GIVEN EXERCISE 1 ▸ In the source rows, running from the line with "Can you see the kitchen" up to and including the line with "[[137, 370]]", change "Place a marker" to "Drop a pin" and write those lines out again with all else unchanged.

SELECTED EXCERPT ▸
#####
# Tropical Wine



## RobertChartier (Sep 18, 2014)

Hey all.
Looking to make a "tropical" wine. I recently made a pineapple (from concentrates) and it came out quite good.

I'm toying with some or all of the following fresh fruits, which will be frozen then thawed prior to making the wine.

Pineapple
Banana
Papya
Mango

Now, I know these fruits will taste decent together, AS FRUIT, but how do the flavors interact when fermented? I'm also concerned about proportions. the last thing I want to do is add 4 fruits and only have 1 flavor come forward.

I'm looking for any and all comments folks have, especially if you've made a wine with 2 or more of these in the same batch.


----------



## BernardSmith (Sep 18, 2014)

Dumb answer, perhaps but why not make one or two gallons of each separately and then combine two or more in different proportions to see what you prefer ( eg 1 unit of banana with 2 papaya and 3 mango or 1 pineapple with 2 banana 2 mango and 2 papaya or 3 pineapple, 1 banana, 1 mango, 1 papaya etc etc). If each tastes better unblended then you know , if you discover that you really like 4 units of banana with 1 of papaya but only if you don't add mango or pineapple then you know that too...


----------



## calvin (Sep 18, 2014)

BernardSmith said:


> Dumb answer, perhaps but why not make one or two gallons of each separately and then combine two or more in different proportions to see what you prefer ( eg 1 unit of banana with 2 papaya and 3 mango or 1 pineapple with 2 banana 2 mango and 2 papaya or 3 pineapple, 1 banana, 1 mango, 1 papaya etc etc). If each tastes better unblended then you know , if you discover that you really like 4 units of banana with 1 of papaya but only if you don't add mango or pineapple then you know that too...





That seams like a great answer to me! Sounds like a lot if work but it could really pay off in the end.


----------
#####
GIVEN EXERCISE 2 ▸ List the usernames of everyone who posted in the tropical wine thread.

Source records ▸
#####
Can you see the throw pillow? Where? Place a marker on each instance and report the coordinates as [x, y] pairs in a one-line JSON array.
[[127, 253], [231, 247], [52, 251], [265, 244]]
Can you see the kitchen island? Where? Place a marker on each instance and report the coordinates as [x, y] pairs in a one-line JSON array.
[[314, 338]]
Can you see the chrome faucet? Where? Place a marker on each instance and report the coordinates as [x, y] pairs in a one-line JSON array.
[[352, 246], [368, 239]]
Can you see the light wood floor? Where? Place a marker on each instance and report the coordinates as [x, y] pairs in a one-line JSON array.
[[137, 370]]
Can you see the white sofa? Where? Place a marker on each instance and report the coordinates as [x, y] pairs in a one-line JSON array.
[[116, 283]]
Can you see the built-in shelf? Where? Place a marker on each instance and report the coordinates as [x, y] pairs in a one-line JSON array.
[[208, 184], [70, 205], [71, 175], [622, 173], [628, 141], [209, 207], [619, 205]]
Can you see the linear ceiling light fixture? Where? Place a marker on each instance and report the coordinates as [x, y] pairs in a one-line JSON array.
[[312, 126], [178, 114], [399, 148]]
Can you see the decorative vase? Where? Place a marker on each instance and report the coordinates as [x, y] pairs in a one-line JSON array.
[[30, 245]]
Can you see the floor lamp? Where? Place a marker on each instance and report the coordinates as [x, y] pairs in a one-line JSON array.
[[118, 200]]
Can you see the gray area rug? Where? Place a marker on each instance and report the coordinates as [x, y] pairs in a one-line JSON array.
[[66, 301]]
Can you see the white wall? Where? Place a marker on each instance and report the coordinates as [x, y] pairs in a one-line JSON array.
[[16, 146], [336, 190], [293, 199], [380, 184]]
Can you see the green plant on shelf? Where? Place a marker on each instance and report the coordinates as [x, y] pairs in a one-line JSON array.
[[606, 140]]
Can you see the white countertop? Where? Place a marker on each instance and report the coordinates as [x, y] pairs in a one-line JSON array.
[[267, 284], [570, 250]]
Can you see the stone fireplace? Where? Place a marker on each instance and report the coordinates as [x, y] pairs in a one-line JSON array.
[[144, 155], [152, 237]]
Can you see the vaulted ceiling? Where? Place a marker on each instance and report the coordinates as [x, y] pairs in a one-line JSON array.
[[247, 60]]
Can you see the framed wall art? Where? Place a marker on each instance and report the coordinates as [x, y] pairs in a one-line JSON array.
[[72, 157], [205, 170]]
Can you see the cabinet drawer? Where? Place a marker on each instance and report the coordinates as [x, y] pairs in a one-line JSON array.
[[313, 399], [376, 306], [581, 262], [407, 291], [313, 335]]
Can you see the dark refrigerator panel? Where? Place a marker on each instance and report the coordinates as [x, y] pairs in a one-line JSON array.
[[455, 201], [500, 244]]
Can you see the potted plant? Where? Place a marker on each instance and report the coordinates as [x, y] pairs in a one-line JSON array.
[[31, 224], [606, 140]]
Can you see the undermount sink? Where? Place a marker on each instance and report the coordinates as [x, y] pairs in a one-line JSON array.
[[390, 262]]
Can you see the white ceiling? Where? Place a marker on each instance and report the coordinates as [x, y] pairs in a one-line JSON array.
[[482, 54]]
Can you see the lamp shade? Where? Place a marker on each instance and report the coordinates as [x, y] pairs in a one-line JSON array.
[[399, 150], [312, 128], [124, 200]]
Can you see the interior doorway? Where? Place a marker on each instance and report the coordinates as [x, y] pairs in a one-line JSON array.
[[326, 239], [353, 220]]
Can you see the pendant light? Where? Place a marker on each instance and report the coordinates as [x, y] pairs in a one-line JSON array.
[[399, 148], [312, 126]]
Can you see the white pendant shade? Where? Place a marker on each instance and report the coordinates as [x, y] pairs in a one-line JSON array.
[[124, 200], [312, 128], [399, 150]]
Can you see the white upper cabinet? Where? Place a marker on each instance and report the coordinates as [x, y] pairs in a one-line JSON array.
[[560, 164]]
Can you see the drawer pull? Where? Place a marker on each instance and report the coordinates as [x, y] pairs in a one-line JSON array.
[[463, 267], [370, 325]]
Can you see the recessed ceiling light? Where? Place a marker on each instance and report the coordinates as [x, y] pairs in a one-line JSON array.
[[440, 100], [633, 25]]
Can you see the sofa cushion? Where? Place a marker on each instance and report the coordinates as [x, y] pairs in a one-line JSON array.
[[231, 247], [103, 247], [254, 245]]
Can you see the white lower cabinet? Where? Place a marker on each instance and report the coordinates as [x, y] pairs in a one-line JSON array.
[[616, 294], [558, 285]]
#####
ANSWER 1 ▸
Can you see the kitchen island? Where? Drop a pin on each instance and report the coordinates as [x, y] pairs in a one-line JSON array.
[[314, 338]]
Can you see the chrome faucet? Where? Drop a pin on each instance and report the coordinates as [x, y] pairs in a one-line JSON array.
[[352, 246], [368, 239]]
Can you see the light wood floor? Where? Drop a pin on each instance and report the coordinates as [x, y] pairs in a one-line JSON array.
[[137, 370]]

ANSWER 2 ▸
RobertChartier
BernardSmith
calvin